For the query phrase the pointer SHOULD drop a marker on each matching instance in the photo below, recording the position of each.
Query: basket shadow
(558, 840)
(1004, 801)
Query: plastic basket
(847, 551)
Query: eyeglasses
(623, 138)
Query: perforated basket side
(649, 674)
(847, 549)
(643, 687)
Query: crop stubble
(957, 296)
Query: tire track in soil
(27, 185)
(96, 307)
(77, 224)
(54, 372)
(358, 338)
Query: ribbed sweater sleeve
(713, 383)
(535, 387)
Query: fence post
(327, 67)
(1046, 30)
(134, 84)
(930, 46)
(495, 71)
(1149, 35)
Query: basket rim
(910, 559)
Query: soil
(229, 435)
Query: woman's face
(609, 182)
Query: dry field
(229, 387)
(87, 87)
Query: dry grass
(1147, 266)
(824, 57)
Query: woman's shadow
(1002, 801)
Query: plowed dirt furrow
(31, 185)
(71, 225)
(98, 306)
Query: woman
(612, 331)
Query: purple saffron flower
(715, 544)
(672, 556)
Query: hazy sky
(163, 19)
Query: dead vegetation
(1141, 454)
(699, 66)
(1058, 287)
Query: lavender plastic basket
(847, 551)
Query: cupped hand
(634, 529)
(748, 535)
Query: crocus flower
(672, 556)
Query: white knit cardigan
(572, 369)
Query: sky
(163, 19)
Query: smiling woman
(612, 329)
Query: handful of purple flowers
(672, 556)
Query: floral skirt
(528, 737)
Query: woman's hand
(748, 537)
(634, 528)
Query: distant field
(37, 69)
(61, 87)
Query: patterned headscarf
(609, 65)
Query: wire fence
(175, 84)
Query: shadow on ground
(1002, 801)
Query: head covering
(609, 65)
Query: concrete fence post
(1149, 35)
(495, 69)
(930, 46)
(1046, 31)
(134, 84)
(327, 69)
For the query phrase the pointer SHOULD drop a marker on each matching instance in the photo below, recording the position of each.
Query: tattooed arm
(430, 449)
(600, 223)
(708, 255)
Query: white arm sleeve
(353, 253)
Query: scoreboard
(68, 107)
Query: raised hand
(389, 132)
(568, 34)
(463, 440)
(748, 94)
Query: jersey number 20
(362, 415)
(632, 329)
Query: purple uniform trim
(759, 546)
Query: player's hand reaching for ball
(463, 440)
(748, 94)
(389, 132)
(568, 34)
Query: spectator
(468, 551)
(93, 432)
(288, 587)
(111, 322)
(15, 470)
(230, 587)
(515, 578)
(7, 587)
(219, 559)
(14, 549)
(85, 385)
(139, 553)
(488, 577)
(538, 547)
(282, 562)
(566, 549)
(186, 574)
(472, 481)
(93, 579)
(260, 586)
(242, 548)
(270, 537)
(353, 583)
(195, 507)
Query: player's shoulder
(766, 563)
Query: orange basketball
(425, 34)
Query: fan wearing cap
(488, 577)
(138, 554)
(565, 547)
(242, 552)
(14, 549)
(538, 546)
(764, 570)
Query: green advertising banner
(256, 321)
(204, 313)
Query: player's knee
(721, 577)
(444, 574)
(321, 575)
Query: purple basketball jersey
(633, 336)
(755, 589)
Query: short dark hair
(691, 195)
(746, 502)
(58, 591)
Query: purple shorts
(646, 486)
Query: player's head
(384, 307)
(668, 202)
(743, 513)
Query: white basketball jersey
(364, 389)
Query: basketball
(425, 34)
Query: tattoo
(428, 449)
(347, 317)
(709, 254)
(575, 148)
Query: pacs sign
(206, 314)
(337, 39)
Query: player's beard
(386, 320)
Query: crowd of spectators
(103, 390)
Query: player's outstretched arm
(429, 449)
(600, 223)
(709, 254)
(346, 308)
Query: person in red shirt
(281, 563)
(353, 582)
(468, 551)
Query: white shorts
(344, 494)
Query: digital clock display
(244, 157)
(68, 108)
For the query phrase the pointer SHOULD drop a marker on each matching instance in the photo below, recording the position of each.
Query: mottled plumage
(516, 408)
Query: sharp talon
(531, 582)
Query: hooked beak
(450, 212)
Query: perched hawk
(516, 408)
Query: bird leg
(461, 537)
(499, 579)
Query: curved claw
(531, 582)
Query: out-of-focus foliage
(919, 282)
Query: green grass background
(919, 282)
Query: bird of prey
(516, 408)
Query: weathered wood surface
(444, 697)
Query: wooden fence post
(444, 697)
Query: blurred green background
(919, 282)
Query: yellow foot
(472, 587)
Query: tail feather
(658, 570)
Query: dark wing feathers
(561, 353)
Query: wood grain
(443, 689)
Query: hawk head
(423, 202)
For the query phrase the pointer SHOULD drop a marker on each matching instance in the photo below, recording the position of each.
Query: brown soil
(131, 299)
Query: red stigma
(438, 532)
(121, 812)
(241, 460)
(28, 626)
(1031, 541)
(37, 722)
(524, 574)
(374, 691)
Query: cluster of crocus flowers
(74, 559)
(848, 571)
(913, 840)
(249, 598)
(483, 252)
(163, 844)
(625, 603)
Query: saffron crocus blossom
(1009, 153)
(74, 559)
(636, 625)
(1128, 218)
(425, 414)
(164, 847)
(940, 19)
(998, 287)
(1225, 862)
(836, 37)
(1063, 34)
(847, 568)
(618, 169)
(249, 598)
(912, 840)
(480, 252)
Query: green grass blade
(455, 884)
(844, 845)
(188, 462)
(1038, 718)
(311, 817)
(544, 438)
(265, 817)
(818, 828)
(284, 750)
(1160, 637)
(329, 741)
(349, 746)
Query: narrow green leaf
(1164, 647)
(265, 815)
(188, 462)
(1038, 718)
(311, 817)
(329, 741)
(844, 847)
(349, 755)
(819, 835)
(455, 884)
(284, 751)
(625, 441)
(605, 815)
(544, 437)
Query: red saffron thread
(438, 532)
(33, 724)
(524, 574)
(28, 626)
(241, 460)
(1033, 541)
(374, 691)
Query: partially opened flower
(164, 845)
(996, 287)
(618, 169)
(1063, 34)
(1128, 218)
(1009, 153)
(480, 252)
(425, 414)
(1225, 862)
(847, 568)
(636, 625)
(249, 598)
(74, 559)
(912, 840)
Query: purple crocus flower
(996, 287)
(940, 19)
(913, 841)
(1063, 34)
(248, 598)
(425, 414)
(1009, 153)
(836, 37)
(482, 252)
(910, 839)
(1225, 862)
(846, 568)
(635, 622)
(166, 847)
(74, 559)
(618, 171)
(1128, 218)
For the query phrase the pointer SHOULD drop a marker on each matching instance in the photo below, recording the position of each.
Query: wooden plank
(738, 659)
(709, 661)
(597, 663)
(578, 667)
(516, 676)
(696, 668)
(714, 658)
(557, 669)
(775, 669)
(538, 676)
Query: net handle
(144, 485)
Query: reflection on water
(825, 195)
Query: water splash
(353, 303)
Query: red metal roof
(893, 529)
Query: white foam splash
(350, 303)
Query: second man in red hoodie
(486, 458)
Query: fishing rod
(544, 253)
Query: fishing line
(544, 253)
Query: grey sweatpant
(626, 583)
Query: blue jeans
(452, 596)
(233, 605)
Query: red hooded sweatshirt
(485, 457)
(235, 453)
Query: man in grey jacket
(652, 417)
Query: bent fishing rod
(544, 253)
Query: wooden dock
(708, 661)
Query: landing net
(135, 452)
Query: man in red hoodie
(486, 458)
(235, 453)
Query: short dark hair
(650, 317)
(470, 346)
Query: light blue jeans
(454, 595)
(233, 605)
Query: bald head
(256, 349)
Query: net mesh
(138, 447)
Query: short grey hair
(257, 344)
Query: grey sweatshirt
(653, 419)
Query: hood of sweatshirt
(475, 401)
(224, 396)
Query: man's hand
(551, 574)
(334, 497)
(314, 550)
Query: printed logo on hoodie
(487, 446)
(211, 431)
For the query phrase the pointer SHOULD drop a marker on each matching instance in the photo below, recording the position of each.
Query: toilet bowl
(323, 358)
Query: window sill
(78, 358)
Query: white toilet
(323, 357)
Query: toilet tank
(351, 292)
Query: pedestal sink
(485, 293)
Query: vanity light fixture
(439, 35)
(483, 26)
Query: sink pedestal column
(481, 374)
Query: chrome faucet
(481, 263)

□ □ □ □ □ □ □

**Short problem**. Your task is to extract the lines running from the one with "Query: fishing rod" to the end of the material, inclusive, copying each exactly and adding nothing.

**Finished task**.
Query: fishing rod
(544, 253)
Query: fishing line
(544, 253)
Query: grey sweatpant
(626, 583)
Query: blue jeans
(452, 596)
(233, 605)
Query: red hooded sweatshirt
(485, 457)
(235, 453)
Query: man in grey jacket
(652, 417)
Query: bent fishing rod
(544, 253)
Query: wooden dock
(708, 661)
Query: landing net
(135, 452)
Query: man in red hoodie
(486, 458)
(235, 453)
Query: short dark hair
(650, 317)
(470, 346)
Query: light blue jeans
(454, 595)
(233, 605)
Query: bald head
(256, 349)
Query: net mesh
(138, 447)
Query: short grey hair
(257, 344)
Query: grey sweatshirt
(653, 419)
Query: hood of sweatshirt
(475, 401)
(224, 396)
Query: man's hand
(551, 574)
(334, 497)
(314, 550)
Query: printed logo on hoodie
(487, 446)
(211, 431)
For the query phrase the pointer SHOULD drop a marker on each matching instance in the photo below, recording the position of each.
Query: toilet bowl
(323, 358)
Query: window sill
(78, 358)
Query: white toilet
(323, 357)
Query: toilet tank
(351, 292)
Query: pedestal sink
(485, 293)
Query: vanity light fixture
(439, 35)
(483, 26)
Query: sink pedestal column
(481, 374)
Query: chrome faucet
(481, 263)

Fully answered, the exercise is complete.